Istruzioni del compito – Puoi riscrivere sotto forma di elenco puntato, più breve, il paragrafo del testo sull'azienda Rancati che inizia con «L’azienda, vanto dell’industria cinematografica italiana», conservandone i fatti principali?

Testo da leggere –
#####

L’azienda, vanto dell’industria cinematografica italiana, è attiva fin dal 1864, anno in cui fu fondata da uno scultore milanese, Edoardo Rancati, che, dalla preparazione delle scenografie teatrali, passò alla produzione di accessori per il mondo dello spettacolo. I costumisti possono, infatti, confezionare abiti e copricapo, ma non possono produrre accessori per i quali servono materiali e attrezzature specifiche. I discendenti di Edoardo Rancati, Giuseppe, Romolo e Cristina Sormani, proseguono ancor oggi l’attività di famiglia e l’azienda ha, oggi, in magazzino ottomila gioielli, 5mila armi, 2mila cinture, 4mila elmi, tutti prodotti a mano dal laboratorio aziendale. Nessuna concessione al feticismo da cinefili: tutti gli oggetti rimangono “in servizio”, in attesa di essere noleggiati ad altre produzioni, come nel caso delle armature realizzate per il lanzichenecchi de “Il mestiere delle armi” di Olmi, che finirono sulle tavole del palcoscenico della Scala, per i coristi de “Il trovatore” di Giuseppe Verdi.

#####

Materiale di studio –
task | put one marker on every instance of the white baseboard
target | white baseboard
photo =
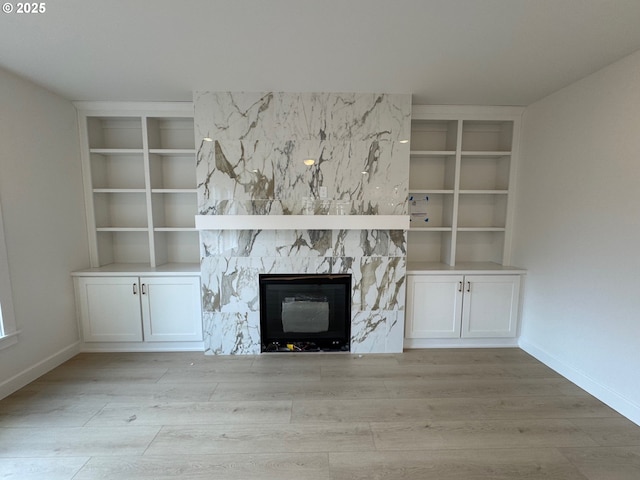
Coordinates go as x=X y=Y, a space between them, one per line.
x=411 y=343
x=619 y=403
x=27 y=376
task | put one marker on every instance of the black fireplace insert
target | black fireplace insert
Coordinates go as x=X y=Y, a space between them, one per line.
x=305 y=312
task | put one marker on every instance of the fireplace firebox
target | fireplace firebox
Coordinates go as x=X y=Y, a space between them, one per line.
x=306 y=312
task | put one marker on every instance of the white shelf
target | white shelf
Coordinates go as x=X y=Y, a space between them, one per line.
x=119 y=190
x=430 y=229
x=484 y=192
x=117 y=151
x=431 y=153
x=463 y=160
x=481 y=153
x=478 y=268
x=172 y=152
x=174 y=190
x=122 y=229
x=302 y=222
x=481 y=229
x=139 y=170
x=429 y=191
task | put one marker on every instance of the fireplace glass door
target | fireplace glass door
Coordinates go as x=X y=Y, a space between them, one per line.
x=305 y=312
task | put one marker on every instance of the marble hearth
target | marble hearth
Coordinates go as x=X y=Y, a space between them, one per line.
x=252 y=164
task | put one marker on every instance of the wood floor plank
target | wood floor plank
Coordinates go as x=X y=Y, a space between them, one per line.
x=63 y=468
x=47 y=413
x=75 y=441
x=610 y=432
x=606 y=463
x=217 y=439
x=466 y=356
x=79 y=391
x=478 y=434
x=511 y=464
x=486 y=387
x=195 y=375
x=105 y=374
x=475 y=414
x=279 y=466
x=318 y=389
x=193 y=413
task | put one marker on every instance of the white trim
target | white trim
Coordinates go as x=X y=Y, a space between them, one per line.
x=32 y=373
x=619 y=403
x=99 y=347
x=110 y=109
x=421 y=343
x=302 y=222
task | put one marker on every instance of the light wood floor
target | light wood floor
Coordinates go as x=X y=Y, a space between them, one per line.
x=424 y=414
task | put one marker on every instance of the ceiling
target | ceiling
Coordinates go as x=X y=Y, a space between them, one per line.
x=481 y=52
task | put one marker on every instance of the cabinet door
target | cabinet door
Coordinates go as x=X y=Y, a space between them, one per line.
x=171 y=308
x=490 y=305
x=434 y=306
x=109 y=309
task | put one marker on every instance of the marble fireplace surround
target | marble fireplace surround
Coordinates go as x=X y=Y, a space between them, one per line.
x=261 y=210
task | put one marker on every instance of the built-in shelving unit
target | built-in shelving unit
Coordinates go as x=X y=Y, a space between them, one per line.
x=140 y=182
x=461 y=181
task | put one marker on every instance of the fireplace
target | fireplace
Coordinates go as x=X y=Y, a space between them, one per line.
x=305 y=312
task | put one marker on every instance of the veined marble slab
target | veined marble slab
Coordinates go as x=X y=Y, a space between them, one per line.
x=262 y=210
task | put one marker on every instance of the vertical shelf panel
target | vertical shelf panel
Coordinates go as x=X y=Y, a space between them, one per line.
x=431 y=210
x=479 y=247
x=432 y=172
x=117 y=170
x=484 y=172
x=482 y=210
x=120 y=210
x=123 y=247
x=177 y=247
x=429 y=246
x=171 y=133
x=174 y=210
x=434 y=135
x=114 y=132
x=172 y=171
x=487 y=136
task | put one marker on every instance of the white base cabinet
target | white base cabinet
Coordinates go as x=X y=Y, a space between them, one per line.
x=139 y=309
x=462 y=306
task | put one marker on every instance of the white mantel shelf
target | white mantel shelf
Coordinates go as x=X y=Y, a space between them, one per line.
x=302 y=222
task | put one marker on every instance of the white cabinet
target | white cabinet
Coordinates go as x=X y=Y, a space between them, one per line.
x=462 y=306
x=139 y=309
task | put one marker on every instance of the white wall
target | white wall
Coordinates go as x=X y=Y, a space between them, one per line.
x=578 y=233
x=43 y=210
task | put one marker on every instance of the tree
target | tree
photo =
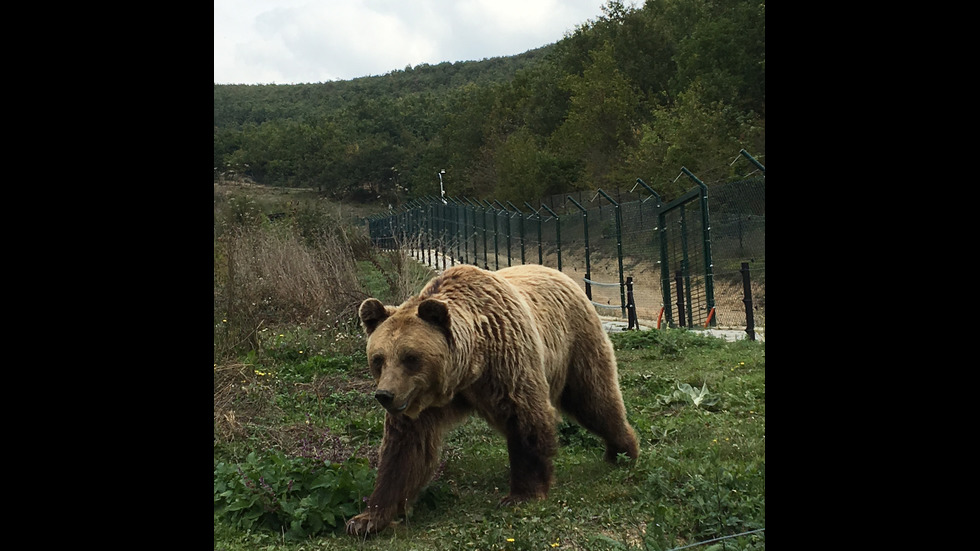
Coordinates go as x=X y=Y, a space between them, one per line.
x=601 y=119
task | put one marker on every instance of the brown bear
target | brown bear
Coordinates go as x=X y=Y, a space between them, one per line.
x=514 y=346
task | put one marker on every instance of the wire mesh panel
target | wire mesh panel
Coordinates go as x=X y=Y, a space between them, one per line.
x=641 y=256
x=738 y=234
x=682 y=268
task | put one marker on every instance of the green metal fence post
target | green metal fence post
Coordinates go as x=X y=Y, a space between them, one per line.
x=537 y=212
x=709 y=286
x=588 y=262
x=753 y=161
x=504 y=209
x=521 y=228
x=557 y=232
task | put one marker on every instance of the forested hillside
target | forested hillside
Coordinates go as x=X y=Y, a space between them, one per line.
x=637 y=92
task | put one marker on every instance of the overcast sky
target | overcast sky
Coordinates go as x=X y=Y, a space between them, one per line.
x=305 y=41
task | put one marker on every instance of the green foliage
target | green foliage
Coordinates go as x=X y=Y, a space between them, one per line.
x=296 y=496
x=636 y=92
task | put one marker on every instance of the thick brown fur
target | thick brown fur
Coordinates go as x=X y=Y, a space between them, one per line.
x=516 y=346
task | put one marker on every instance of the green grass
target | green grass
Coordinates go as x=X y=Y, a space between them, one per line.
x=700 y=475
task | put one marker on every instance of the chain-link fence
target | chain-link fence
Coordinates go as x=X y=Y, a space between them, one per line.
x=687 y=262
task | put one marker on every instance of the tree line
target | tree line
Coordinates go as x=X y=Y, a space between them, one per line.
x=635 y=92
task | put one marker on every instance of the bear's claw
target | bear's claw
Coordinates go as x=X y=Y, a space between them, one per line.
x=360 y=524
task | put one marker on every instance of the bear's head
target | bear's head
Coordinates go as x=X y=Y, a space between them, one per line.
x=408 y=351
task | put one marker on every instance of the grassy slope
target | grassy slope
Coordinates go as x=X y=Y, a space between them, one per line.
x=701 y=473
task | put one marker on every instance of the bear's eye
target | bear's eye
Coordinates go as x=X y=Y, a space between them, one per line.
x=377 y=362
x=412 y=362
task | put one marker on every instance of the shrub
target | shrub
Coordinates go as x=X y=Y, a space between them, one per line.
x=296 y=496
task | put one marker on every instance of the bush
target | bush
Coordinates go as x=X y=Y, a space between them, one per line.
x=296 y=496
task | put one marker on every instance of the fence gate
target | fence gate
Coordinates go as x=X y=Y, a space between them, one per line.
x=685 y=258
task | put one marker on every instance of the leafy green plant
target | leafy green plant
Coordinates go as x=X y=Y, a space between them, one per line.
x=693 y=395
x=296 y=496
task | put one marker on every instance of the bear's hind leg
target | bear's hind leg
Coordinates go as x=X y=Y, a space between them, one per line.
x=592 y=397
x=531 y=445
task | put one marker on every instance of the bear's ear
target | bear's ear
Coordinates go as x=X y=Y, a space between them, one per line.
x=435 y=312
x=372 y=313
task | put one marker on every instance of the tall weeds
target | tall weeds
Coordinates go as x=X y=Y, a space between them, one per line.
x=300 y=270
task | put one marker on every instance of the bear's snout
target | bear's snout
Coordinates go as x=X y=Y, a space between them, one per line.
x=385 y=397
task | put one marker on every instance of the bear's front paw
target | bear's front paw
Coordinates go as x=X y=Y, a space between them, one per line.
x=517 y=499
x=362 y=524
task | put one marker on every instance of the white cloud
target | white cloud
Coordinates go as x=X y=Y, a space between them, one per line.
x=293 y=41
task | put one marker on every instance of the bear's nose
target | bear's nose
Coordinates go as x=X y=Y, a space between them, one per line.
x=385 y=397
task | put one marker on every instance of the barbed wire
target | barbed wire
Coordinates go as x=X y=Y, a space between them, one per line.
x=717 y=539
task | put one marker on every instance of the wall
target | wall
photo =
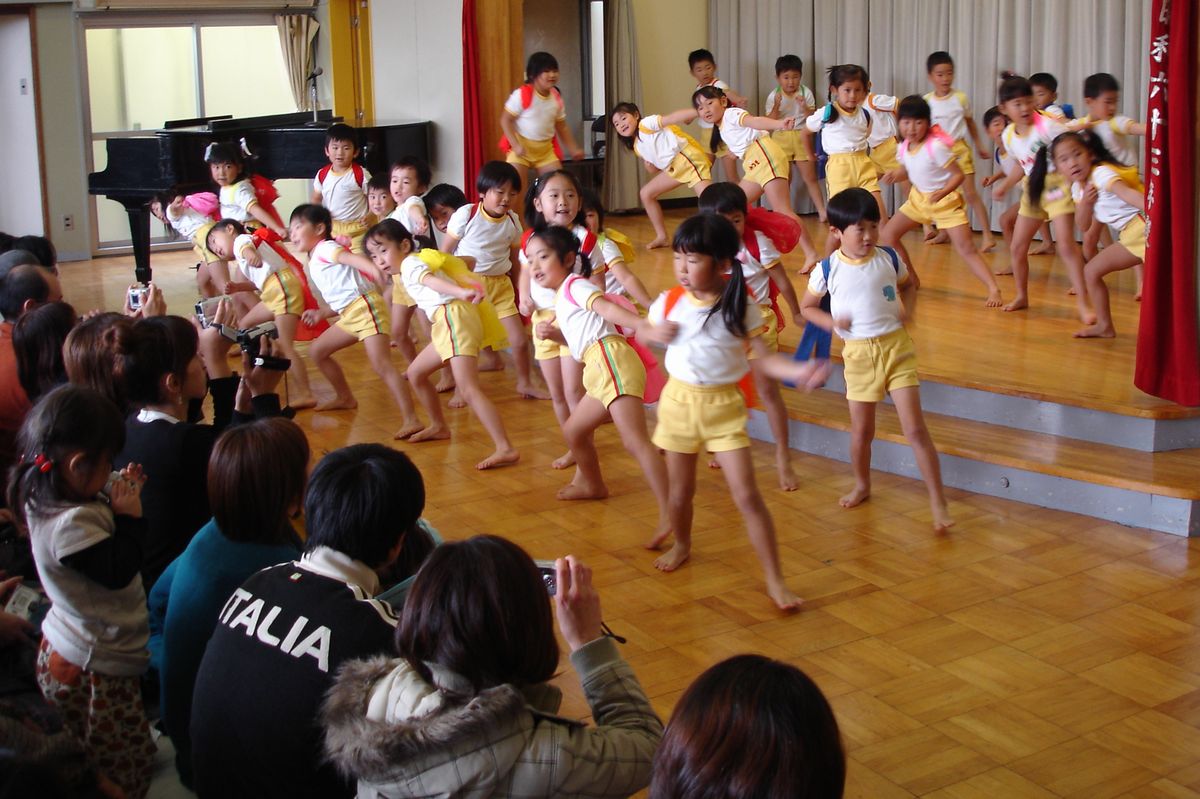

#####

Risposta qui sotto –
- L'azienda, vanto dell'industria cinematografica italiana, è attiva dal 1864.
- Fu fondata dallo scultore milanese Edoardo Rancati, che dalle scenografie teatrali passò agli accessori per lo spettacolo.
- Questi accessori richiedono materiali e attrezzature specifiche che i costumisti non hanno.
- Oggi l'attività è portata avanti dai discendenti Giuseppe, Romolo e Cristina Sormani.
- In magazzino ci sono ottomila gioielli, 5mila armi, 2mila cinture e 4mila elmi, tutti fatti a mano nel laboratorio aziendale.
- Gli oggetti restano disponibili per il noleggio ad altre produzioni: le armature create per "Il mestiere delle armi" di Olmi sono state usate alla Scala per i coristi de "Il trovatore" di Verdi.